◆ Work request
Look through the data below. Pick out the lines holding the string "jacket".
--- Records provided ---
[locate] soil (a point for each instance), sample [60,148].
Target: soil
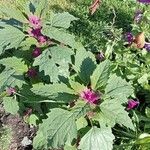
[19,128]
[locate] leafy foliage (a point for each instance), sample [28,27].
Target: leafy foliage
[118,89]
[112,112]
[53,64]
[9,41]
[61,127]
[11,105]
[10,77]
[100,75]
[79,97]
[97,139]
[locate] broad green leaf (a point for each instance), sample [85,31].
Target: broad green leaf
[54,62]
[27,43]
[11,11]
[14,63]
[76,86]
[58,128]
[84,64]
[9,77]
[81,108]
[81,123]
[118,88]
[68,147]
[113,112]
[32,120]
[97,139]
[56,92]
[60,36]
[62,20]
[11,105]
[40,8]
[9,41]
[101,74]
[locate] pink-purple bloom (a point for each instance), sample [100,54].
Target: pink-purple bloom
[138,16]
[36,52]
[42,39]
[129,37]
[10,91]
[147,46]
[34,32]
[90,96]
[32,72]
[35,21]
[100,56]
[132,104]
[144,1]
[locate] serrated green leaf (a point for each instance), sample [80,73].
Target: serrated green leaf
[81,123]
[54,62]
[56,92]
[76,86]
[57,129]
[12,12]
[14,63]
[40,7]
[101,74]
[113,112]
[9,41]
[68,147]
[10,78]
[65,38]
[11,105]
[32,120]
[118,88]
[80,109]
[84,64]
[97,139]
[62,20]
[28,42]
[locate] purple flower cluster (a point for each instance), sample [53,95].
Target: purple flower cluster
[36,52]
[129,37]
[10,91]
[132,104]
[144,1]
[32,73]
[90,96]
[147,46]
[138,16]
[100,56]
[35,30]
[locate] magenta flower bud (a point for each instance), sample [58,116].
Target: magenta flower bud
[42,39]
[10,91]
[34,32]
[31,72]
[144,1]
[138,16]
[100,56]
[147,46]
[36,52]
[132,104]
[128,37]
[90,96]
[35,21]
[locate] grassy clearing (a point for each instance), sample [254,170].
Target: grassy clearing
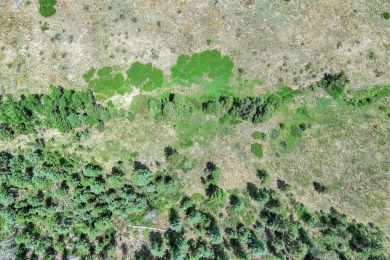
[344,149]
[208,68]
[46,7]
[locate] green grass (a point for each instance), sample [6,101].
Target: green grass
[208,68]
[257,149]
[46,7]
[144,76]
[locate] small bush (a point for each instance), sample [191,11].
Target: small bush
[257,149]
[258,135]
[319,187]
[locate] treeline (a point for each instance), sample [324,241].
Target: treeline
[63,109]
[52,205]
[254,109]
[335,84]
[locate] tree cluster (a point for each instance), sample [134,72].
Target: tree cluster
[63,109]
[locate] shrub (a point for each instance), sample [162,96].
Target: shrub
[319,187]
[257,149]
[334,84]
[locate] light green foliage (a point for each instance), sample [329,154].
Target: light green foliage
[108,82]
[142,177]
[144,76]
[208,64]
[334,84]
[217,197]
[257,149]
[216,235]
[259,136]
[46,7]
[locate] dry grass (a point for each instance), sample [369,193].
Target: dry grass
[268,39]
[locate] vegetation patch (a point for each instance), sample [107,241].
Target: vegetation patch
[208,68]
[144,76]
[106,82]
[46,7]
[63,109]
[257,149]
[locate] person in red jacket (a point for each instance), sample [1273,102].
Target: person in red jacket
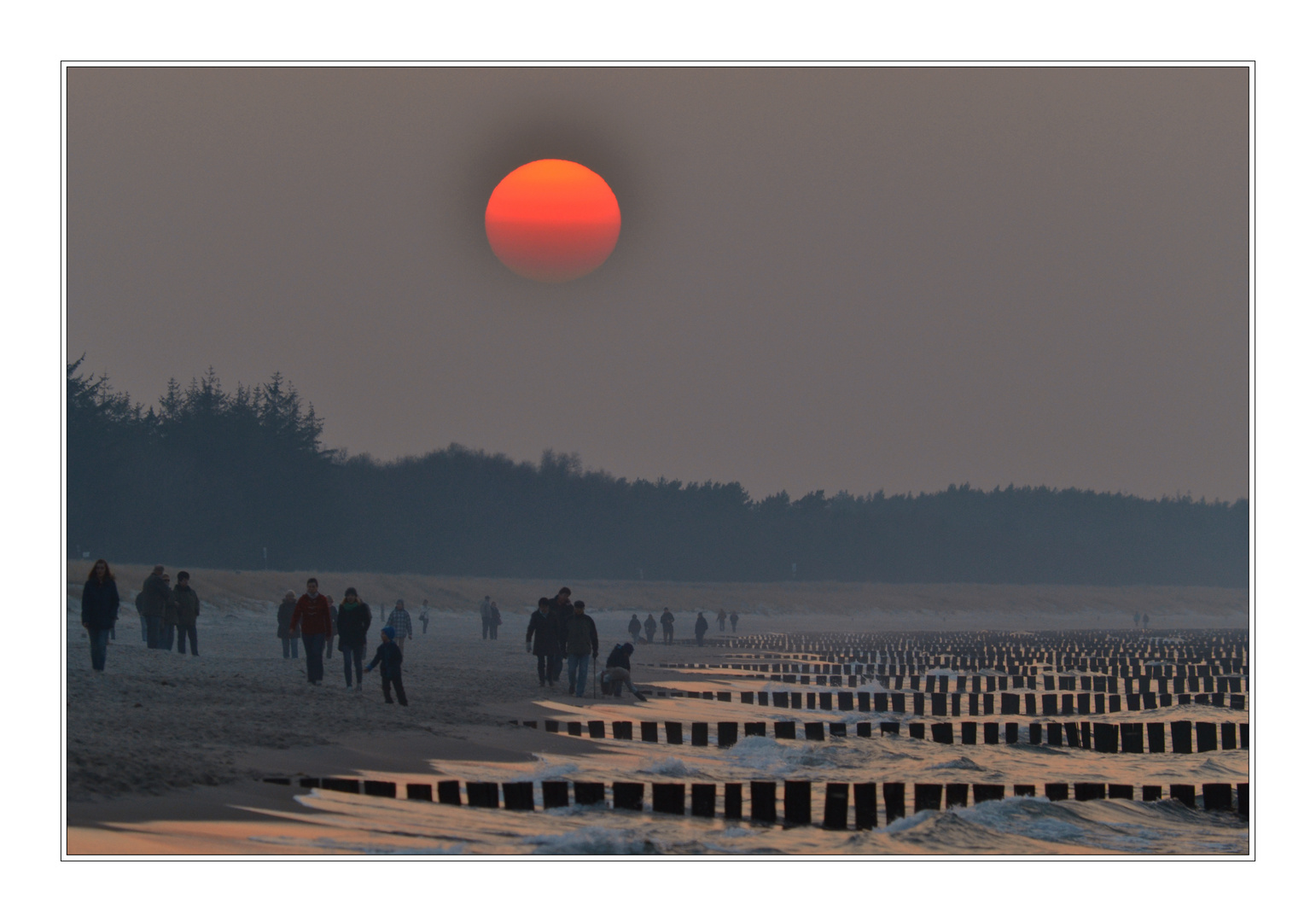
---
◆ Output for this task
[locate] person in red jacket (a point for each instance), sample [1273,102].
Target: person in red jacket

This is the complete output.